# Exercise goal
Continue the abstract of the ginkgo and multiple sclerosis trial below, starting after its last sentence.

University of Washington

Department of Rehabilitation Medicine

http://rehab.washington.edu/research/articles/showref.asp?id=4404


Search Again

Title:

Ginkgo biloba does not improve cognitive function in MS: a randomized placebo-controlled trial

Author(s):

Lovera JF, Kim E, Heriza E, Fitzpatrick M, Hunziker J, Turner AP, Adams J, Stover T, Sangeorzan A, Sloan A, Howieson D, Wild K, Haselkorn J, Bourdette D

Year:

2012

Publication Info:

Neurology, 79(12):1278-1284

Abstract:

OBJECTIVE: To determine whether Ginkgo biloba extract (ginkgo) improves cognitive function in persons with multiple sclerosis (MS).
METHODS: Persons with MS from the Seattle and Portland VA clinics and adjacent communities who scored 1 SD or more below the mean on one of 4 neuropsychological tests (Stroop Test, California Verbal Learning Test II [CVLT-II], Controlled Oral Word Association Test [COWAT], and Paced Auditory Serial Addition Task [PASAT]) were randomly assigned to receive either one 120-mg tablet of ginkgo (EGb-761; Willmar Schwabe GmbH & Co, Germany) or one placebo tablet twice a day for 12 weeks. As the primary outcome, we compared the performance of the 2 groups on the 4 tests at exit after adjusting for baseline performance.

# Data listing

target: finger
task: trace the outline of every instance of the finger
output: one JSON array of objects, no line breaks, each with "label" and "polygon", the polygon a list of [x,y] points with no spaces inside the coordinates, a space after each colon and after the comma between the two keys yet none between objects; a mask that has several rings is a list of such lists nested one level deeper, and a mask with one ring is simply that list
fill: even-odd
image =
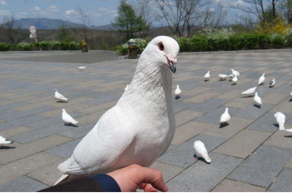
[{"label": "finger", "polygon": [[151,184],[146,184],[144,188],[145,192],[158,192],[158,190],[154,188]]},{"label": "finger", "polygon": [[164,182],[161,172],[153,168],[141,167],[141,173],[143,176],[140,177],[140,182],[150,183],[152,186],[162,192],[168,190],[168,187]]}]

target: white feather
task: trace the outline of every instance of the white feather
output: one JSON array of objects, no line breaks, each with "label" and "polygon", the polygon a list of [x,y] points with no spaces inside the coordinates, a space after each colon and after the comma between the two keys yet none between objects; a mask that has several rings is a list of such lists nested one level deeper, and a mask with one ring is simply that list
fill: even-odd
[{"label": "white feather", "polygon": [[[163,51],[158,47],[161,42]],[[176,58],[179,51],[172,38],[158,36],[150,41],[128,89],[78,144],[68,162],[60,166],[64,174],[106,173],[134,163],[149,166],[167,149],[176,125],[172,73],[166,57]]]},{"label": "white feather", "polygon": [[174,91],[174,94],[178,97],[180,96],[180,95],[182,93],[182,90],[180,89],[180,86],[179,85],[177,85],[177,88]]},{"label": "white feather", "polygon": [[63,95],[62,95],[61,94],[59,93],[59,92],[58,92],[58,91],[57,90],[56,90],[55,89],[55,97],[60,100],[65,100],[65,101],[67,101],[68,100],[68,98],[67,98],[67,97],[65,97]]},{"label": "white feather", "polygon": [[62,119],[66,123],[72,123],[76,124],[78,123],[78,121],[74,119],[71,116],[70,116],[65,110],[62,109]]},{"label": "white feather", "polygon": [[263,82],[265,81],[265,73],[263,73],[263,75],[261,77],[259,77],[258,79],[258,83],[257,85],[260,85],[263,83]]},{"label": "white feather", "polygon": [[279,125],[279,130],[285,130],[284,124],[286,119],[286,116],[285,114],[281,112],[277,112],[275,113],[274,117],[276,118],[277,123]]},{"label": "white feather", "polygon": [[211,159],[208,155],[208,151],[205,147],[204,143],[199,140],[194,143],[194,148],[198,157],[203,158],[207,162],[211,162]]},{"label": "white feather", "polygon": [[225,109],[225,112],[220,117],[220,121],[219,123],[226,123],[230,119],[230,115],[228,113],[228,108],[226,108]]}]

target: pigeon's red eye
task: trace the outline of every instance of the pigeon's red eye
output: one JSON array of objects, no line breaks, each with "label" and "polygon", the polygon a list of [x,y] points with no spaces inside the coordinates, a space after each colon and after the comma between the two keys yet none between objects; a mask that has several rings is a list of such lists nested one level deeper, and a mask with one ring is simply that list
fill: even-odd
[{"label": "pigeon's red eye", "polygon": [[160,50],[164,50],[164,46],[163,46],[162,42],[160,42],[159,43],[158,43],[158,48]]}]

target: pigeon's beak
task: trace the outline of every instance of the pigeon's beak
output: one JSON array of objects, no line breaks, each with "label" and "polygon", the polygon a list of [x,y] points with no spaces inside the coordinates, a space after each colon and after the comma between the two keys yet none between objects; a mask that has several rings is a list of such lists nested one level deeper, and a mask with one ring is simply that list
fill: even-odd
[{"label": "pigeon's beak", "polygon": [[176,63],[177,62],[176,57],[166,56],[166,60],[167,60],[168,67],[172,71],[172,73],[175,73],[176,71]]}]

# Answer for the task
RESULTS: Fifty-nine subjects received placebo and 61 received ginkgo; 1 participant receiving placebo and 3 receiving ginkgo were lost to follow-up. Two serious adverse events (AEs) (myocardial infarction and severe depression) believed to be unrelated to the treatment occurred in the ginkgo group; otherwise, there were no significant differences in AEs. The differences (ginkgo - placebo) at exit in the z scores for the cognitive tests were as follows: PASAT -0.2 (95% confidence interval [CI] -0.5 to 0.1); Stroop Test -0.5 (95% CI -0.9 to -0.1); COWAT 0.0 (95% CI -0.2 to 0.3); and CVLT-II 0.0 (95% CI -0.3 to 0.3); none was statistically significant.
CONCLUSIONS: Treatment with ginkgo 120 mg twice a day did not improve cognitive performance in persons with MS. Classification of evidence: This study provides Class I evidence that treatment with ginkgo 120 mg twice a day for 12 weeks does not improve cognitive performance in people with MS.